• Extracted material:
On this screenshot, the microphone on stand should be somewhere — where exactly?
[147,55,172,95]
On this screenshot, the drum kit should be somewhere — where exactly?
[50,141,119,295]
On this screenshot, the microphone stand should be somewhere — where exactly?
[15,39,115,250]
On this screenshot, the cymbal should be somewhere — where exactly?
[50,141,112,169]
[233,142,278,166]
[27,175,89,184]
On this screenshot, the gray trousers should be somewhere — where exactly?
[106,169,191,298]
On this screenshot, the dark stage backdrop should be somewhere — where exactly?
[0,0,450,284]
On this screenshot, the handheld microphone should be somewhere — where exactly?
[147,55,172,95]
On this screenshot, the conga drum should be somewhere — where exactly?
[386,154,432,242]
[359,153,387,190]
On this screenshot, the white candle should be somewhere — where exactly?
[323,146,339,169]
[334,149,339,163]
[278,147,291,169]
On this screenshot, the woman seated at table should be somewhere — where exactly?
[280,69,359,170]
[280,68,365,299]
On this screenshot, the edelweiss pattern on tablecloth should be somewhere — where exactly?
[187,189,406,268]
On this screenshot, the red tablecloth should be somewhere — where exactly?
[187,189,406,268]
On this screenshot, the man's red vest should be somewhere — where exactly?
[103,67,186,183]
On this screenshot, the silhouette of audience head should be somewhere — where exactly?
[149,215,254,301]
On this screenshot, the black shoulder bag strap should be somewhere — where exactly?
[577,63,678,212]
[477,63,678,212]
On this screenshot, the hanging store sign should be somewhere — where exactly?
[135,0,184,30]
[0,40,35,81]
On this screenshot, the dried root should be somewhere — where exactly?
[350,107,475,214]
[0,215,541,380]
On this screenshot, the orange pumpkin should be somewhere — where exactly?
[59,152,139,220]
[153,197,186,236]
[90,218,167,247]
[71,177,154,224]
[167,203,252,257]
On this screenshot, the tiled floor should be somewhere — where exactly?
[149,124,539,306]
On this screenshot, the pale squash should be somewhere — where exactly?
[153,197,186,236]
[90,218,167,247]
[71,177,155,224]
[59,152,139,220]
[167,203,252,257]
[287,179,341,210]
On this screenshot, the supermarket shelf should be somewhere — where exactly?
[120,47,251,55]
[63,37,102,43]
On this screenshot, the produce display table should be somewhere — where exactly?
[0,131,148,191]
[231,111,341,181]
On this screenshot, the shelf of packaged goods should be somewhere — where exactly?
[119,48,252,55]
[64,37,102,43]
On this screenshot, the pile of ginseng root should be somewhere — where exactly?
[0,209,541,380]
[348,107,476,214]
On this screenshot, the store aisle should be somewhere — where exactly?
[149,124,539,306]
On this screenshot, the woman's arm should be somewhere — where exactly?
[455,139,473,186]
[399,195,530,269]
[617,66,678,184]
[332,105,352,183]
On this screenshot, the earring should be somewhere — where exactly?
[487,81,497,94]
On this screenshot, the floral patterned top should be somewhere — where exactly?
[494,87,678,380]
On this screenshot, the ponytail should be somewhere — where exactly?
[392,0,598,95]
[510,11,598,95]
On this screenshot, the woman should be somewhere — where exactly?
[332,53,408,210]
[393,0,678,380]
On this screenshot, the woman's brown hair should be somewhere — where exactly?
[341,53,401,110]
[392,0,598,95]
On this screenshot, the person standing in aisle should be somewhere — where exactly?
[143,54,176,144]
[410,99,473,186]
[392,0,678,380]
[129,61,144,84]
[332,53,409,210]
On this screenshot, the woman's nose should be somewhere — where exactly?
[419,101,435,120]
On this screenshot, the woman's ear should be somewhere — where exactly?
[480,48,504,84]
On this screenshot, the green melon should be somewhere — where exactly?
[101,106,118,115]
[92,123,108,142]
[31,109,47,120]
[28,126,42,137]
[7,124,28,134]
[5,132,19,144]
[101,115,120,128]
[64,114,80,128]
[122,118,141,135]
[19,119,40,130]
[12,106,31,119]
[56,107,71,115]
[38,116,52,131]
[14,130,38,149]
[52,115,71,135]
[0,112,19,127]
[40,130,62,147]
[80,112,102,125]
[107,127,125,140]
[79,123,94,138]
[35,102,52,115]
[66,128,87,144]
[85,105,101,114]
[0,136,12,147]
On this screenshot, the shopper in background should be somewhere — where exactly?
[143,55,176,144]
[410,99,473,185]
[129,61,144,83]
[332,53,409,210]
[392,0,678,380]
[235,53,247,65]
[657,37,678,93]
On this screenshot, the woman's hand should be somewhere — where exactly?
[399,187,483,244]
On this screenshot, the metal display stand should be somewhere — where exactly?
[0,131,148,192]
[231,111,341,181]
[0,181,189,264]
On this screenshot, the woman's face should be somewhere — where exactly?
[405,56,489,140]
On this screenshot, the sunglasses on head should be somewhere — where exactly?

• What is being asked:
Copy out the items verbatim, beginning with the line that contains "On this screenshot, the woman's brown" and continuing through the final line of the items, with both of those lines included.

• Correct result:
On this screenshot, the woman's brown hair should be somewhere — where exactly?
[341,53,401,110]
[392,0,598,95]
On this screenshot, the person standing in aisle should be somewhere — where exactly?
[143,54,176,144]
[410,99,473,186]
[392,0,678,380]
[129,61,144,84]
[332,53,409,210]
On this screenshot, the woman's nose should be somewhere — where exactly?
[419,101,435,120]
On this screenshot, the woman's ear should be somewhere — where exactly?
[480,48,504,84]
On this screenshot, the green melon should be somewhere — where exactly?
[101,106,118,115]
[92,123,108,142]
[31,109,47,120]
[28,126,42,137]
[7,124,28,134]
[5,132,19,144]
[101,115,120,128]
[64,114,80,128]
[122,118,141,135]
[19,119,40,130]
[12,106,31,119]
[56,107,71,115]
[38,116,52,131]
[14,130,38,149]
[52,115,71,135]
[0,112,19,127]
[40,130,62,147]
[80,112,102,125]
[107,127,125,140]
[79,123,94,138]
[35,102,52,115]
[66,128,87,144]
[85,105,101,114]
[0,136,12,147]
On this screenshot, the shopper in background should be somewhere — where exactly?
[143,55,176,144]
[410,99,473,185]
[129,61,144,83]
[332,53,409,210]
[392,0,678,380]
[235,53,247,65]
[657,37,678,93]
On this screenshot, the woman's hand should be somewhere — where exactly?
[399,187,483,244]
On this screenshot, the metal display stand should be somewhere — where exactly?
[0,131,148,192]
[231,111,341,181]
[0,181,189,264]
On this screenshot, the woman's face should be somewhere — where exactly?
[405,56,489,140]
On this screenshot, the sunglasses on head should be somewhere — where exactly?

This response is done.